▸ **EXERCISES**:
a: Transcribe the porter recipe thread below in full, reproducing every line character for character.
b: Extract each line of the records below that contains the string "wheel".

== GIVEN TEXT ==

# Porter recipe..?



## Xander (23/4/14)

Just wondering if anyone has a porter recipe of some sort?

Ideally I'd like a Choc porter (to help keep the mrs happy), or maybe espresso.

I'm probably leaving it a bit late for a winter beer, but maybe by July / August it could be right for drinking.


Any comments / links will be greatly appreciated.


----------



## sp0rk (23/4/14)

My choc porter came out excellent and a few people have told me they've since brewed it and loved it as well

Stupidly just realised this is in kits & extract...
I guess replace the MO with LME

*Sp0rk's Choc Porter (Robust Porter)*

Original Gravity (OG): 1.064 (°P): 15.7
Final Gravity (FG): 1.016 (°P): 4.1
Alcohol (ABV): 6.29 %
Colour (SRM): 34.0 (EBC): 67.0
Bitterness (IBU): 31.1 (Average - No Chill Adjusted)

80.54% Maris Otter Malt
10.5% Munich I
5.4% Chocolate
3.55% Black Roasted Barley

2 g/L East Kent Golding (5% Alpha) @ 60 Minutes (Boil)
0.9 g/L East Kent Golding (5.4% Alpha) @ 0 Minutes (Boil)


Single step Infusion at 66°C for 60 Minutes. Boil for 60 Minutes

Fermented at 18°C with Wyeast 1728 - Scottish Ale

Notes: 100 grams of Cacao nibs 10 minutes before the end of boil

Recipe Generated with *BrewMate*


----------



## tallie (28/4/14)

This is the recipe I use for my Old Gold Dark Chocolate Porter:

OG: 1.062
FG: 1.016
ABV: 6.1%
30 IBU (Tinseth)

Mash: 68°C for 60 min
Mash efficiency: 80%
Boil: 90 min
Post boil volume: 26.5L (hot)

===
== TASK DATA ==

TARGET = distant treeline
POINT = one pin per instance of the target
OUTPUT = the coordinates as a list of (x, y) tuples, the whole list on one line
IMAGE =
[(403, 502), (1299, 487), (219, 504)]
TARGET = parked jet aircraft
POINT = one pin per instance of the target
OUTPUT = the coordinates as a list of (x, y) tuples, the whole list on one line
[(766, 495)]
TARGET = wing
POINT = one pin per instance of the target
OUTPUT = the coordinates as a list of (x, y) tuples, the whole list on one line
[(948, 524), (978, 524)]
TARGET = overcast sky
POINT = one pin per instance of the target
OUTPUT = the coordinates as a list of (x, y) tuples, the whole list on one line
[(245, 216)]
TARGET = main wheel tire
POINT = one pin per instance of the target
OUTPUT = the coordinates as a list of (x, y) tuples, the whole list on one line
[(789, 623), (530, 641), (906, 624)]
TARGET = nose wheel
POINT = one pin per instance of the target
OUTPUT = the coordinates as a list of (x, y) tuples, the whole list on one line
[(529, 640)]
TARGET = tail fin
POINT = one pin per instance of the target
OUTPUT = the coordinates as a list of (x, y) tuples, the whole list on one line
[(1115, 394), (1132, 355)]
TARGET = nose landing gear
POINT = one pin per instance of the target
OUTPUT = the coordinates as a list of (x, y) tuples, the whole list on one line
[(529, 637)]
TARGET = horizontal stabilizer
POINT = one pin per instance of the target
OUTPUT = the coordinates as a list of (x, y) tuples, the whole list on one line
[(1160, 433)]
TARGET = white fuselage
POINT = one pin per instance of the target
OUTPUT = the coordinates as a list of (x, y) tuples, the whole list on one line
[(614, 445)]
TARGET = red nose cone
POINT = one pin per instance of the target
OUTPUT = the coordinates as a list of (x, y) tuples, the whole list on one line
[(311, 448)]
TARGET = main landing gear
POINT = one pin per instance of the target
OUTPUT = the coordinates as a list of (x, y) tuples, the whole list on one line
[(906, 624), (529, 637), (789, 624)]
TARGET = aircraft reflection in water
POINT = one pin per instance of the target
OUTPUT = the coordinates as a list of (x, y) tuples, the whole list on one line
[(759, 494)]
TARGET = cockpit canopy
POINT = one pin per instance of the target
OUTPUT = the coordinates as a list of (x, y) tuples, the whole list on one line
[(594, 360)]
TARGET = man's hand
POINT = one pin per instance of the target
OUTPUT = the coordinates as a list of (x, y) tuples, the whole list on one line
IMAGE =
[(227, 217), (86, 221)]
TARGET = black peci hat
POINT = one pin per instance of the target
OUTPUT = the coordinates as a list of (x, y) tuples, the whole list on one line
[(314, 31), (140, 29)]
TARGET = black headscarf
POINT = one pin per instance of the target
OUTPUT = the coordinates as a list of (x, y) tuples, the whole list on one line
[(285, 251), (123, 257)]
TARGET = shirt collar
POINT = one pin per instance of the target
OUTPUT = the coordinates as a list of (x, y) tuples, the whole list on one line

===

▸ **THE RESULTS**:
a:
# Porter recipe..?



## Xander (23/4/14)

Just wondering if anyone has a porter recipe of some sort?

Ideally I'd like a Choc porter (to help keep the mrs happy), or maybe espresso.

I'm probably leaving it a bit late for a winter beer, but maybe by July / August it could be right for drinking.


Any comments / links will be greatly appreciated.


----------



## sp0rk (23/4/14)

My choc porter came out excellent and a few people have told me they've since brewed it and loved it as well

Stupidly just realised this is in kits & extract...
I guess replace the MO with LME

*Sp0rk's Choc Porter (Robust Porter)*

Original Gravity (OG): 1.064 (°P): 15.7
Final Gravity (FG): 1.016 (°P): 4.1
Alcohol (ABV): 6.29 %
Colour (SRM): 34.0 (EBC): 67.0
Bitterness (IBU): 31.1 (Average - No Chill Adjusted)

80.54% Maris Otter Malt
10.5% Munich I
5.4% Chocolate
3.55% Black Roasted Barley

2 g/L East Kent Golding (5% Alpha) @ 60 Minutes (Boil)
0.9 g/L East Kent Golding (5.4% Alpha) @ 0 Minutes (Boil)


Single step Infusion at 66°C for 60 Minutes. Boil for 60 Minutes

Fermented at 18°C with Wyeast 1728 - Scottish Ale

Notes: 100 grams of Cacao nibs 10 minutes before the end of boil

Recipe Generated with *BrewMate*


----------



## tallie (28/4/14)

This is the recipe I use for my Old Gold Dark Chocolate Porter:

OG: 1.062
FG: 1.016
ABV: 6.1%
30 IBU (Tinseth)

Mash: 68°C for 60 min
Mash efficiency: 80%
Boil: 90 min
Post boil volume: 26.5L (hot)

b:
TARGET = main wheel tire
TARGET = nose wheel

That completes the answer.